批評サイトのロッテントマトでも「批評家の評価78%、一般評価91%」となかなか良いしね。
Blue Beetle - Rotten Tomatoes
結果的に言うと、個人的にはDCEUの中でも「良い方」に入るナイスな作品だった。
『アクアマン』(2018)とか『シャザム!』(2019)の頃に公開されていれば、ヒットした可能性も高かったが時期が悪かった……まぁ本作のハイメくん達は新生DCUでも続投っぽいからNEXT頑張って欲しい。
出演者の多くもヒスパニック系なので知らない俳優が多かったが調べたら全員、ヒスパニック系の有名俳優が多かった(ハイメ君のおばあちゃん役の人とか)。パキスタン系の有名俳優が出てたらしい
『ミズ・マーベル』(2022)みたいなもんか。
中でも特に、主人公ハイメ君の爽やか美青年っぷり、ヒロインのジェニー役の美しさ、陰謀論者の発明家ルディ叔父さん(演じてるジョージ・ロペスはアメリカでも有名なメキシコ系アメリカ人コメディアンらしい)、おばあちゃん役の人も良かったが、この三人が特に鮮烈な印象を放ってたね。
ヒロインのジェニー役はブルーナ・マルケジーニというブラジルの有名な女優兼モデルで、サッカー選手ネイマールとの間に子供も居たが最近別れたらしい。

○ ○ ○

→ **やること**:
1/ 本文から、「批評サイトのロッテントマトで」を含む語句で始まり「からNEXT頑張って欲しい。」の直後で終わる部分を、一字も変えずに書き写せ。
2/ 本文で『』に入れて示されている作品名を、すべて挙げよ。
次の行は使わなくてよい。

→ **データセットの行**:
○ ○ ○

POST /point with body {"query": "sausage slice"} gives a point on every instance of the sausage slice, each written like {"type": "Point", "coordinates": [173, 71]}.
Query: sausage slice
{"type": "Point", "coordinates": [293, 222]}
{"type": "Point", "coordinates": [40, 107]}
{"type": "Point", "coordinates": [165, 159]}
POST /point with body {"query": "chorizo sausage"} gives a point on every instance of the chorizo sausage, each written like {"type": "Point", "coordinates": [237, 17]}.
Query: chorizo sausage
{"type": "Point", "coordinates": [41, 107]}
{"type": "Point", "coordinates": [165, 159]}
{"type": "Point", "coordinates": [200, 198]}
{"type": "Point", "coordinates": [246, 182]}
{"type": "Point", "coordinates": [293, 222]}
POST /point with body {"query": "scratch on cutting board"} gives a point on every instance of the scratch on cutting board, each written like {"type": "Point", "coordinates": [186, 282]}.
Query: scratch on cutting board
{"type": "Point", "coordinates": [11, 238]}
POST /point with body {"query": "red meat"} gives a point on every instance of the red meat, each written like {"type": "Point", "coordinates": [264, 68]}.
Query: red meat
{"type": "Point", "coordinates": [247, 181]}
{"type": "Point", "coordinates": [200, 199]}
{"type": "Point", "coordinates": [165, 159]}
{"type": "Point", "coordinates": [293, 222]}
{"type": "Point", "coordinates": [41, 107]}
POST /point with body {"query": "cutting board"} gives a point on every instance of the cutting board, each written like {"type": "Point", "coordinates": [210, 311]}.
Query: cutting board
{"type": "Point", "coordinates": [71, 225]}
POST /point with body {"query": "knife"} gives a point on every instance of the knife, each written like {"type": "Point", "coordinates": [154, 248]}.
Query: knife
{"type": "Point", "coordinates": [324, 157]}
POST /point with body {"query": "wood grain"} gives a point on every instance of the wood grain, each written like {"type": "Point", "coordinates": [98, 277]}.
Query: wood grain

○ ○ ○

→ **解答例**:
1/
批評サイトのロッテントマトでも「批評家の評価78%、一般評価91%」となかなか良いしね。
Blue Beetle - Rotten Tomatoes
結果的に言うと、個人的にはDCEUの中でも「良い方」に入るナイスな作品だった。
『アクアマン』(2018)とか『シャザム!』(2019)の頃に公開されていれば、ヒットした可能性も高かったが時期が悪かった……まぁ本作のハイメくん達は新生DCUでも続投っぽいからNEXT頑張って欲しい。

2/
アクアマン
シャザム!
ミズ・マーベル